• **Exercise**
Render every line of the records below as a Markdown table with the columns "Row" and "Line," numbering the rows and skipping blank lines. Leave the pictures out of the table.

• **Dataset entries**
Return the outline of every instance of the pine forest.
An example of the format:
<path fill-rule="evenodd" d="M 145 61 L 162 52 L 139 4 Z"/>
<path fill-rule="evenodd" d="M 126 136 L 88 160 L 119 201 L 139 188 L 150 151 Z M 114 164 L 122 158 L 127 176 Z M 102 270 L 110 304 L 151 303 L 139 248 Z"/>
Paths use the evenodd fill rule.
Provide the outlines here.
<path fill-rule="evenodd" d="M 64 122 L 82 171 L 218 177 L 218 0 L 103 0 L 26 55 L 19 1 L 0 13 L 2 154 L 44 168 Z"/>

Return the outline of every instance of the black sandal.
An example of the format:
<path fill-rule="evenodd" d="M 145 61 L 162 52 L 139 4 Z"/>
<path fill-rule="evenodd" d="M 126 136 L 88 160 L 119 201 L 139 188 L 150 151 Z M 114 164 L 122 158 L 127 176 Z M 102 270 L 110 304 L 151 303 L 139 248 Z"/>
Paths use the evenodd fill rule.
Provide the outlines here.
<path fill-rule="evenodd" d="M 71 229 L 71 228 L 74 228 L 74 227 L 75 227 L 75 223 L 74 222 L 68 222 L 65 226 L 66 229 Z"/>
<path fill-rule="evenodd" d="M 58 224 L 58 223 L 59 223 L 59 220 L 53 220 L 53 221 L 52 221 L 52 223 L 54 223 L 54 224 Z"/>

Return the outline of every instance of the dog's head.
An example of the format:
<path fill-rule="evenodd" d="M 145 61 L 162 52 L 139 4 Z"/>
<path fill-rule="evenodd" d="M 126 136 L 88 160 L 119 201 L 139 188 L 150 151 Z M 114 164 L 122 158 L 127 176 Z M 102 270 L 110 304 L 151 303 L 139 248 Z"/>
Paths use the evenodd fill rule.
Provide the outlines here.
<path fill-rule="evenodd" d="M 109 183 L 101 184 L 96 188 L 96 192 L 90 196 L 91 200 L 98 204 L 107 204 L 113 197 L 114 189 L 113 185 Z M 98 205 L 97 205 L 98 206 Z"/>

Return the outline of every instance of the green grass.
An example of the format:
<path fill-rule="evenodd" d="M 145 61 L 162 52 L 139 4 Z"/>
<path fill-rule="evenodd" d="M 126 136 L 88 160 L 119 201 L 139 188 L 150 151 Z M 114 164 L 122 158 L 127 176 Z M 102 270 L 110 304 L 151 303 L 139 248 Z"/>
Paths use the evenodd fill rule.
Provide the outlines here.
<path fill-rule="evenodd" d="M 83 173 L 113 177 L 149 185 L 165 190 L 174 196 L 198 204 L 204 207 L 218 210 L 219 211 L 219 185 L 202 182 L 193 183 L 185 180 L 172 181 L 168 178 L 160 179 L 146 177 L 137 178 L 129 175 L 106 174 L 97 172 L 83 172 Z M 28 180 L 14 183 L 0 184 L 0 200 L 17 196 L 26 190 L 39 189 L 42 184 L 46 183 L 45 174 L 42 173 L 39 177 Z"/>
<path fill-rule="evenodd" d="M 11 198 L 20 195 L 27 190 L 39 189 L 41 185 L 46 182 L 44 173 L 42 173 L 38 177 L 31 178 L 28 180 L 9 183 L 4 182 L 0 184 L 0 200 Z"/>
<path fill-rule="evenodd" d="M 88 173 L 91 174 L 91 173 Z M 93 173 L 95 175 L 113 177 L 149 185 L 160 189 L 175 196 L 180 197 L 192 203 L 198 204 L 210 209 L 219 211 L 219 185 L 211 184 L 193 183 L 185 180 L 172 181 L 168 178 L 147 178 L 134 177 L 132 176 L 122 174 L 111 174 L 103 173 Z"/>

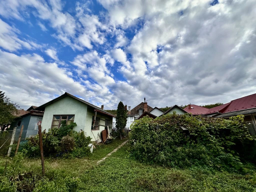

• **In response**
| Row | Line |
|---|---|
| 1 | Return the outline of every instance of the pine forest. |
| 2 | An example of the format: |
| 3 | <path fill-rule="evenodd" d="M 145 61 L 162 52 L 139 4 Z"/> |
| 4 | <path fill-rule="evenodd" d="M 126 136 L 88 160 L 119 201 L 139 188 L 150 151 Z M 114 164 L 122 158 L 127 176 Z M 102 270 L 110 304 L 151 303 L 139 248 Z"/> |
| 5 | Paths use the evenodd fill rule. |
| 6 | Provide the outlines here. |
| 7 | <path fill-rule="evenodd" d="M 64 122 L 82 171 L 218 177 L 218 0 L 103 0 L 26 55 L 19 1 L 0 13 L 2 154 L 44 168 Z"/> |
| 8 | Return the outline of every instance of the black sandal. |
| 9 | An example of the format: |
| 10 | <path fill-rule="evenodd" d="M 145 61 L 162 52 L 139 4 Z"/> |
| 11 | <path fill-rule="evenodd" d="M 126 136 L 88 160 L 119 201 L 139 188 L 150 151 Z M 114 164 L 122 158 L 127 176 Z M 102 270 L 110 304 L 151 303 L 139 248 Z"/> |
| 12 | Paths use the evenodd fill rule. |
| 13 | Provide the outlines here. |
| 14 | <path fill-rule="evenodd" d="M 71 229 L 71 228 L 74 228 L 74 227 L 75 227 L 75 223 L 74 222 L 68 222 L 65 226 L 66 229 Z"/> |
| 15 | <path fill-rule="evenodd" d="M 58 224 L 58 223 L 59 223 L 59 220 L 53 220 L 53 221 L 52 221 L 52 223 L 54 223 L 54 224 Z"/> |
| 16 | Return the outline of every instance of the dog's head. |
| 17 | An example of the format: |
| 18 | <path fill-rule="evenodd" d="M 145 61 L 162 52 L 139 4 Z"/> |
| 19 | <path fill-rule="evenodd" d="M 126 136 L 88 160 L 119 201 L 139 188 L 150 151 Z M 114 164 L 122 158 L 127 176 Z M 102 270 L 110 304 L 151 303 L 139 248 Z"/> |
| 20 | Paths use the evenodd fill rule. |
| 21 | Provide the outlines here. |
| 22 | <path fill-rule="evenodd" d="M 109 183 L 101 184 L 96 188 L 96 192 L 90 196 L 91 200 L 98 204 L 107 204 L 113 197 L 114 189 L 113 185 Z M 98 205 L 97 205 L 98 206 Z"/> |
| 23 | Return the outline of every instance of the green grass. |
| 24 | An example of the format: |
| 25 | <path fill-rule="evenodd" d="M 145 61 L 162 52 L 139 4 Z"/> |
| 26 | <path fill-rule="evenodd" d="M 126 136 L 88 160 L 119 201 L 139 188 L 150 151 Z M 114 164 L 122 158 L 127 176 Z M 102 270 L 110 304 L 151 303 L 139 248 Z"/> |
| 27 | Paths use the evenodd fill rule. |
| 28 | Provide the outlines here. |
| 29 | <path fill-rule="evenodd" d="M 83 173 L 113 177 L 149 185 L 165 190 L 174 196 L 198 204 L 204 207 L 218 210 L 219 211 L 219 185 L 202 182 L 193 183 L 185 180 L 172 181 L 168 178 L 160 179 L 146 177 L 137 178 L 129 175 L 106 174 L 97 172 L 83 172 Z M 28 180 L 14 183 L 0 184 L 0 200 L 17 196 L 26 190 L 39 189 L 42 184 L 46 183 L 45 174 L 42 173 L 39 177 Z"/> |
| 30 | <path fill-rule="evenodd" d="M 11 198 L 20 195 L 27 190 L 39 189 L 41 185 L 46 182 L 44 173 L 42 173 L 38 177 L 31 178 L 28 180 L 9 183 L 4 182 L 0 184 L 0 200 Z"/> |
| 31 | <path fill-rule="evenodd" d="M 88 173 L 91 174 L 91 173 Z M 93 173 L 95 175 L 113 177 L 149 185 L 160 189 L 175 196 L 180 197 L 192 203 L 198 204 L 210 209 L 219 211 L 219 185 L 211 184 L 193 183 L 185 180 L 172 181 L 168 178 L 147 178 L 134 177 L 132 176 L 122 174 L 111 174 L 103 173 Z"/> |